[Stored data entries]
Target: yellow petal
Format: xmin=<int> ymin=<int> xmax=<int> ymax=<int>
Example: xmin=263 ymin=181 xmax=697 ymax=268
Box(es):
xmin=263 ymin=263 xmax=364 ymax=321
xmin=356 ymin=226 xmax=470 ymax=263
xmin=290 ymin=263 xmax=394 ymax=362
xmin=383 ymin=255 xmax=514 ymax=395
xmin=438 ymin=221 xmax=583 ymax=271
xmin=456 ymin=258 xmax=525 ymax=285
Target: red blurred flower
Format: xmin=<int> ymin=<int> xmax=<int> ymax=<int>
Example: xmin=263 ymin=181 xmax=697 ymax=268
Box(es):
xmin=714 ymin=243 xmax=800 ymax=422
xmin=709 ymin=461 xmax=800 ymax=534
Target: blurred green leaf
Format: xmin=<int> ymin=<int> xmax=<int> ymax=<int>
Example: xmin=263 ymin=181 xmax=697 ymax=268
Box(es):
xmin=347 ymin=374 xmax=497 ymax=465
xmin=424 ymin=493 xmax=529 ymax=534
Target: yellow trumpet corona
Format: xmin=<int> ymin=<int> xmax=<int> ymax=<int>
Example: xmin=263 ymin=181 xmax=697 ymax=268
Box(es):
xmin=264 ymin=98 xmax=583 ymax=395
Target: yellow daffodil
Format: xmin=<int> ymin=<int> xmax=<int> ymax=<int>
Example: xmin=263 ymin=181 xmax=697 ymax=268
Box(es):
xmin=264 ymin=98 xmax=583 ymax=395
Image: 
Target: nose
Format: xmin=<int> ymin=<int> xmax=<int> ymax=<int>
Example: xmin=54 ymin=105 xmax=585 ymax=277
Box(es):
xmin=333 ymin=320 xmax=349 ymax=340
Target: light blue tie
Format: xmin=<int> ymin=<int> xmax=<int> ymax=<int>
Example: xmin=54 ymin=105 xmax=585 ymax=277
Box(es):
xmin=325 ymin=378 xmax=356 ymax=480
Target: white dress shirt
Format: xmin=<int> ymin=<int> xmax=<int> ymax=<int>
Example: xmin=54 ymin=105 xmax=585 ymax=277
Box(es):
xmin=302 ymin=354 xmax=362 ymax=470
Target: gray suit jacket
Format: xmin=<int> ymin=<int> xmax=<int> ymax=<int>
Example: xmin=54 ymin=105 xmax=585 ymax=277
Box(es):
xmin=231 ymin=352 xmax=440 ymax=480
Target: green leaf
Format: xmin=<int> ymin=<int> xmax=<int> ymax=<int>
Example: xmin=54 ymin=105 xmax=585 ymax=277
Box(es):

WHAT YOU SHOULD DO:
Rewrite everything from the very beginning of the rows above down to and including the line that contains "xmin=290 ymin=263 xmax=394 ymax=362" as a numbered list. Skip any blank lines.

RESULT:
1. Target: yellow petal
2. Format: xmin=<int> ymin=<int> xmax=<int> ymax=<int>
3. Example: xmin=263 ymin=181 xmax=697 ymax=268
4. Box(es):
5. xmin=263 ymin=263 xmax=364 ymax=321
6. xmin=356 ymin=226 xmax=470 ymax=263
7. xmin=290 ymin=263 xmax=394 ymax=362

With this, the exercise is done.